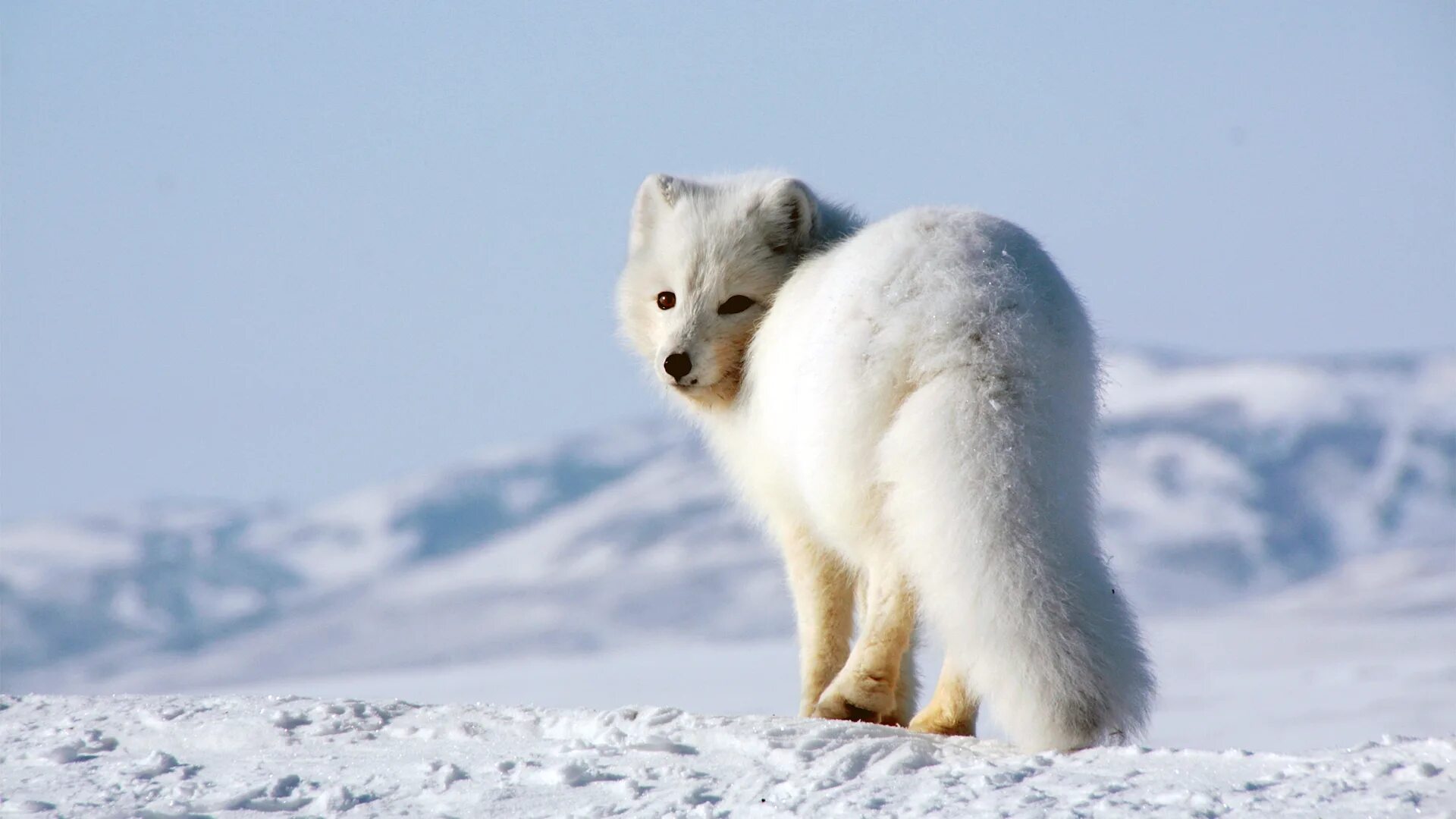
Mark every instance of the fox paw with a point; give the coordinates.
(943, 723)
(874, 708)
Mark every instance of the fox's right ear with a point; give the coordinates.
(655, 197)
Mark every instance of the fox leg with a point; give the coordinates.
(951, 708)
(868, 689)
(824, 608)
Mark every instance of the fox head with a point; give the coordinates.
(705, 261)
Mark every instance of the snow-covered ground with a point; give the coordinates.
(1286, 528)
(249, 755)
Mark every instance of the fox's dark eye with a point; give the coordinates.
(734, 305)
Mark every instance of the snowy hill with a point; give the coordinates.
(239, 757)
(1222, 482)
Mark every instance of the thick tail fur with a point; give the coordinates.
(992, 491)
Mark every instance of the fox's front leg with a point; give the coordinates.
(824, 605)
(868, 689)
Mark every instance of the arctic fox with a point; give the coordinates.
(909, 406)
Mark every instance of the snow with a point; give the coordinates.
(1288, 531)
(251, 755)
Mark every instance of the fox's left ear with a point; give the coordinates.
(788, 215)
(657, 196)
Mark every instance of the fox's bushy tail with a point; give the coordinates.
(992, 493)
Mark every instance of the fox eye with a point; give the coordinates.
(734, 305)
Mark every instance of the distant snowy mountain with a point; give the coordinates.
(1222, 480)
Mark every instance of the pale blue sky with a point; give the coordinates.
(280, 249)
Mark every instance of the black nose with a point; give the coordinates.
(677, 365)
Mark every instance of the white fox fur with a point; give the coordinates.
(910, 407)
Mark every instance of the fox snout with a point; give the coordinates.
(677, 365)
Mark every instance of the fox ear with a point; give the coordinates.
(788, 215)
(655, 197)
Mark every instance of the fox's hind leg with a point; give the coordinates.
(868, 689)
(824, 608)
(951, 708)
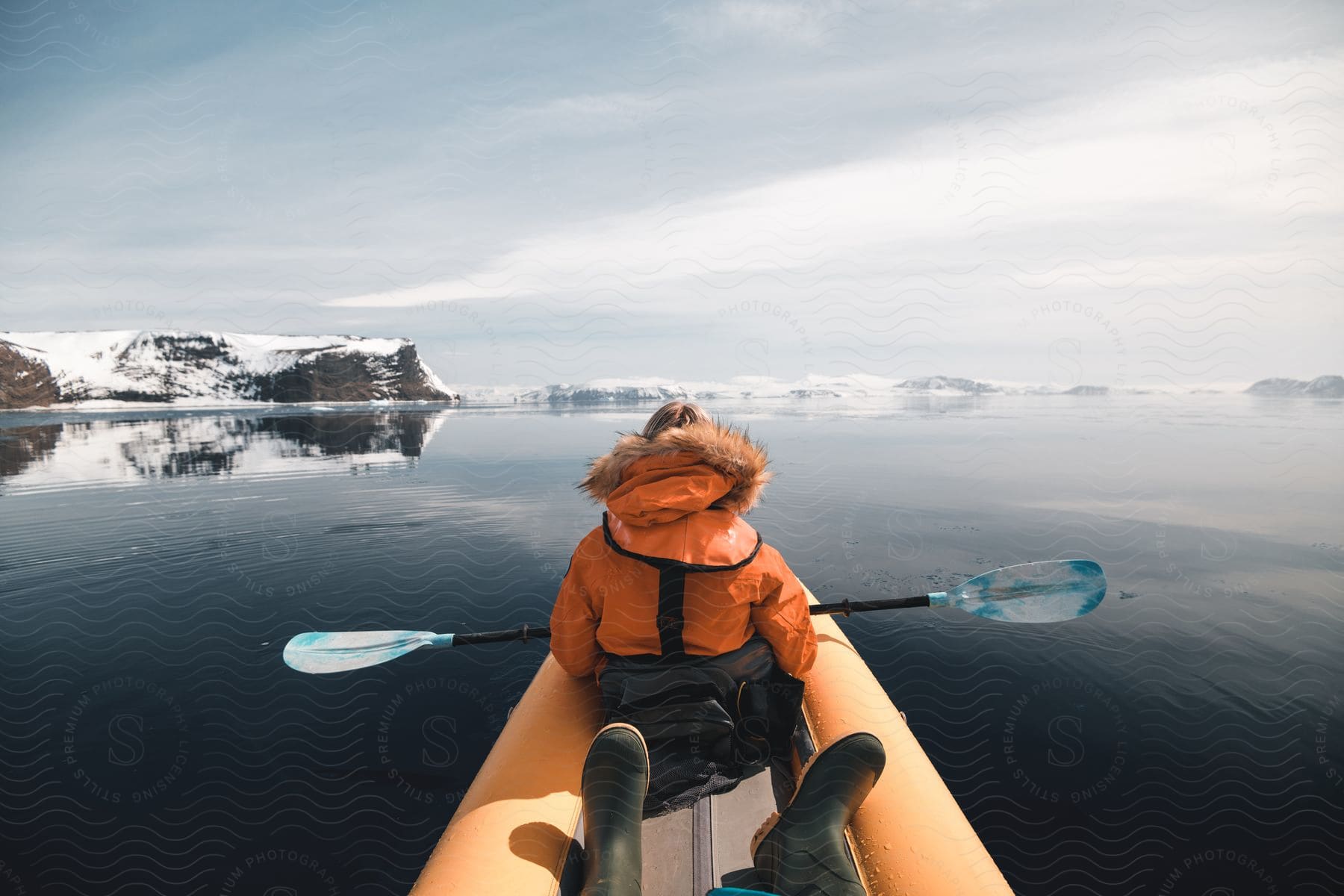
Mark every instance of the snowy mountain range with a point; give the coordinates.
(855, 386)
(113, 367)
(210, 368)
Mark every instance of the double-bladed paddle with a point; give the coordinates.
(1046, 591)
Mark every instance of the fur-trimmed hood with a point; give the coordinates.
(721, 447)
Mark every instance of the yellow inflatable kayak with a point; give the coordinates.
(517, 829)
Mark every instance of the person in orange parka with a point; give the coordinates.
(673, 570)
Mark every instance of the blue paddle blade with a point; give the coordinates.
(326, 652)
(1048, 591)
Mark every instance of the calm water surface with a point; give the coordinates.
(1187, 738)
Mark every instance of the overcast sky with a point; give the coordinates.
(1107, 193)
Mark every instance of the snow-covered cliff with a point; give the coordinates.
(186, 367)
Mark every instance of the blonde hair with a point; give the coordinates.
(673, 414)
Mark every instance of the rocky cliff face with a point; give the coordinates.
(23, 381)
(49, 368)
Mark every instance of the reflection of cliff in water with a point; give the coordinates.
(120, 450)
(22, 445)
(335, 435)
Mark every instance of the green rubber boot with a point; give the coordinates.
(616, 778)
(801, 850)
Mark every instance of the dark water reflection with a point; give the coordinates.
(1186, 736)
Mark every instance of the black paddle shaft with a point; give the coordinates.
(847, 606)
(844, 608)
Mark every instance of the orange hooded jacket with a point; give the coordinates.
(673, 568)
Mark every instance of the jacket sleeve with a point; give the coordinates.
(574, 623)
(783, 618)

**WRITTEN TASK**.
Copy every line of the listing, starting at the line containing "Mark every instance of the fox's left" and ending at the line containing "(1187, 738)" (both included), with 119 subtracted from each number in the coordinates. Leave the pictures out.

**THE SOLUTION**.
Mark every instance of the fox's left ear with a point; give the coordinates.
(669, 96)
(538, 77)
Mark every instance of the fox's bushy tail with a point; give the coordinates.
(873, 374)
Mark every instance of the fox eye with a point; give the coordinates.
(615, 186)
Mark every instance of the distant snowy mountain with a point; give the coordinates.
(1103, 361)
Mark every instance of the pale blue sky with a point; give the coordinates.
(161, 130)
Mark every instance of the black nose with a point; give the coordinates.
(558, 246)
Mark every instance of the white fox fur with a point; give the coordinates.
(791, 288)
Mark every instance of the fox snout with a point; give the coordinates.
(558, 246)
Mark every instance of the fox ear with a point; give the coordinates.
(669, 96)
(536, 78)
Mark every instance of the fox's hind leg with a point; give the coordinates.
(749, 570)
(705, 489)
(832, 589)
Mark every instance of the snowy mountain range with a point; give the coordinates.
(736, 267)
(-6, 248)
(91, 249)
Mark every instance of the double-bladed paddle with a point; give the coordinates.
(927, 472)
Mark every instance of the fur-trimmed hood with a point; give the coordinates.
(602, 328)
Mark every instance of the yellow inflatable kayak with a point; give the coordinates.
(398, 710)
Mark every instance of the person in orange parka with a point; give the coordinates.
(554, 451)
Mark every instance of the blue paddle blade with a point; give the coordinates.
(207, 533)
(929, 472)
Mark every instance of the calm water surface with a point; give the coordinates.
(1068, 619)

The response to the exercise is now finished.